### EXTRACT TO READ
------------
[ofw] RE: ibbus disable on HCA0 erroneously removes all IPoIB instances; including IPoIB ports on HCA1 ?

Leonid Keller leonid at mellanox.co.il
Tue Mar 17 07:29:33 PDT 2009


Hi Stan,
I somehow missed your e-mail.
I'm OK with patches, you may commit them.

> -----Original Message-----
> From: Reuven Amitai 
> Sent: Tuesday, March 17, 2009 3:53 PM
> To: Leonid Keller
> Subject: FW: [ofw] RE: ibbus disable on HCA0 erroneously 
> removes all IPoIB instances; including IPoIB ports on HCA1 ?
> 
>  
> 
> -----Original Message-----
> From: ofw-bounces at lists.openfabrics.org 
> [mailto:ofw-bounces at lists.openfabrics.org] On Behalf Of Smith, Stan
> Sent: Thursday, March 12, 2009 3:33 AM
> To: Leonid Keller; Anatoly Greenblatt
> Cc: ofw at lists.openfabrics.org
> Subject: [ofw] RE: ibbus disable on HCA0 erroneously removes 
> all IPoIB instances; including IPoIB ports on HCA1 ?
> 
> Hello,
>   In testing your patches, which I now discover have been 
> checked into svn, I discovered some good news and some not so 
> good news: (Winverbs & winmad filters enabled during testing)
> 
> 1) Your changes to bus_pnp.c in fdo_start() allowed me to fix 
> a long standing sore spot in the late binding of the HCA to a 
> BFI (Bus Filter Instance); please see attached patch files.
> BFI is now bound to HCA in fdo_start() along with 
> get_set_bfi_by_hca_guid() being replaced by get_bfi_by_hca_guid().
>  Bus_driver.h mods are formatting (ts=4).
> 
> 2) The mthca driver crashes during system shutdown in 
> mthca_query_device(); please see attached patch files.
>  hca_pnp.c mods are whitespace formatting (ts=4) along with 
> the correct driver name.
>  mthca_provider.c mods in mthca_query_device(), 
> mthca_is_livefish(mdev) returns TRUE when mdev == NULL, so 
> the following dereference exploded.
>         props->vendor_id = mdev->ext->hcaConfig.VendorID;
> 
> I'm not sure how mdev ends up null? Shutdown timing perhaps?
> 
> I suspect similar mods to the mlx4 driver will need to be performed.
> 
> 3) I believe there are al_ifc reference counting problems 
> although they do not seem to cause observable problems.
> 
> If you approve of the ibbus.sys mods I will svn commit upon your OK.
> 
> Stan.
> 
> 
> Leonid Keller wrote:
> > Find attached a patch that removes registration HCA with IBAL.
> >
> > It should have been done anyway independent of reported problems.
------------
### DATASET ENTRIES
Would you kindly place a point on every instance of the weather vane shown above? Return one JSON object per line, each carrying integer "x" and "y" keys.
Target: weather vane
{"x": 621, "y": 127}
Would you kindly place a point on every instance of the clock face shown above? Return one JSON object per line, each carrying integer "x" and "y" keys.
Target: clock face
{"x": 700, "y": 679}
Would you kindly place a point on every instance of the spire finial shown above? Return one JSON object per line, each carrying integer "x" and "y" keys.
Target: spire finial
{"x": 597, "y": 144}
------------
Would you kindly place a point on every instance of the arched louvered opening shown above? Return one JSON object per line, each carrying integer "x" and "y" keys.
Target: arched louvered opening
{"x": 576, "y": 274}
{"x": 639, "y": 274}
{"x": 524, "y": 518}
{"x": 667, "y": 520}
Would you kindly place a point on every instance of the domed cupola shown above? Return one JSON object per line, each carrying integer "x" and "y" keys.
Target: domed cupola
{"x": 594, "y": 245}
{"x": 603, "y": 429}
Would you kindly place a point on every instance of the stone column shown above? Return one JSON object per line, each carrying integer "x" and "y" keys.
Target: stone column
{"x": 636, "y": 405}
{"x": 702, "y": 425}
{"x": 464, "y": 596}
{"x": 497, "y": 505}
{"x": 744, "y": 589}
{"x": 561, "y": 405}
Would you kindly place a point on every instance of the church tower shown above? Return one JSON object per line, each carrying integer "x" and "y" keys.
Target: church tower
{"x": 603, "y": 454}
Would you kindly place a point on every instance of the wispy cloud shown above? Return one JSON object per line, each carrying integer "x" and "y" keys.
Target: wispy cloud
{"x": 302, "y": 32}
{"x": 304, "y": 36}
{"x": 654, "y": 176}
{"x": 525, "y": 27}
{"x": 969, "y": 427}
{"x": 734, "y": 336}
------------
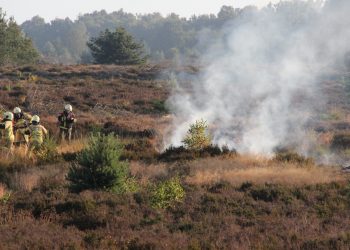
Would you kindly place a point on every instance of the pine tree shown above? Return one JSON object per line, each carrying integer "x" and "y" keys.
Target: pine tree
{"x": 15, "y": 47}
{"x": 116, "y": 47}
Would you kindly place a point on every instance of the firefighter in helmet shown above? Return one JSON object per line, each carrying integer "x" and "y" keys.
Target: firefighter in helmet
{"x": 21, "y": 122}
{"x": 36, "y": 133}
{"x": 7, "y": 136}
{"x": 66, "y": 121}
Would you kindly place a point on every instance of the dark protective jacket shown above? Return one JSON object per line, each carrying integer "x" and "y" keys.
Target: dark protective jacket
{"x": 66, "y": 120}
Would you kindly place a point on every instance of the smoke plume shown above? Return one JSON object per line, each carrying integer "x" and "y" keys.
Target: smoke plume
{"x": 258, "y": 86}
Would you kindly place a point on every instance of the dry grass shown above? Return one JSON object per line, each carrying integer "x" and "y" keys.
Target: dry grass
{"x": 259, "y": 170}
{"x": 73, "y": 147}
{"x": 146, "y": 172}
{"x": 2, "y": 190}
------------
### STATED GOAL
List every source file with a .c or .h extension named in the mailing-list post above.

### EXERCISE ANSWER
bus_pnp.c, Bus_driver.h, hca_pnp.c, mthca_provider.c